Qué harás →
**A)** Según el texto sobre Un poyo rojo, ¿quién dirige la obra?
**B)** Resume en una versión más breve el párrafo del texto sobre Un poyo rojo que comienza con "Si algo esperamos de un hecho artístico" y conserva sus datos principales.
**C)** Transcribe sin cambios todo el texto sobre Un poyo rojo, desde "Los impulsos de" hasta llegar a "gira a Europa.".

Fragmento del documento →
Déjalo ser


Los impulsos de dos cuerpos echados a convivir tienen rienda suelta en Un poyo rojo, la obra que con encomiable ductilidad protagonizan Luciano Rosso y Alfonso Barón bajo dirección de Hermes Gaido. La puesta, que seguirá en El Galpón de Guevara hasta fines de abril, se ofrecerá luego en diferentes ciudades europeas.

      Si algo esperamos de un hecho artístico es que nos transforme, que nos atraviese. Y Un poyo rojo nos modifica completamente. Con un extenso recorrido, iniciado allá por 2009, el espectáculo dirigido por Hermes Gaido y protagonizado por Luciano Rosso y Alfonso Barón, actualmente agota localidades durante su último mes de funciones en El galpón de Guevara (Guevara 326, CABA). En escena los viernes y sábados a las 23 hasta el 25 de abril inclusive, Un poyo rojo partirá luego de gira a Europa.

Extracto de origen →
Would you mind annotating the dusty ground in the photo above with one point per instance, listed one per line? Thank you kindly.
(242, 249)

Respuestas por tarea →
**A)** Hermes Gaido.

**B)** Un poyo rojo, obra transformadora dirigida por Hermes Gaido y protagonizada por Luciano Rosso y Alfonso Barón, se presenta desde 2009. Agota localidades en su último mes en El Galpón de Guevara (Guevara 326, CABA), con funciones los viernes y sábados a las 23 hasta el 25 de abril inclusive. Después hará una gira por Europa.

**C)**
Los impulsos de dos cuerpos echados a convivir tienen rienda suelta en Un poyo rojo, la obra que con encomiable ductilidad protagonizan Luciano Rosso y Alfonso Barón bajo dirección de Hermes Gaido. La puesta, que seguirá en El Galpón de Guevara hasta fines de abril, se ofrecerá luego en diferentes ciudades europeas.

      Si algo esperamos de un hecho artístico es que nos transforme, que nos atraviese. Y Un poyo rojo nos modifica completamente. Con un extenso recorrido, iniciado allá por 2009, el espectáculo dirigido por Hermes Gaido y protagonizado por Luciano Rosso y Alfonso Barón, actualmente agota localidades durante su último mes de funciones en El galpón de Guevara (Guevara 326, CABA). En escena los viernes y sábados a las 23 hasta el 25 de abril inclusive, Un poyo rojo partirá luego de gira a Europa.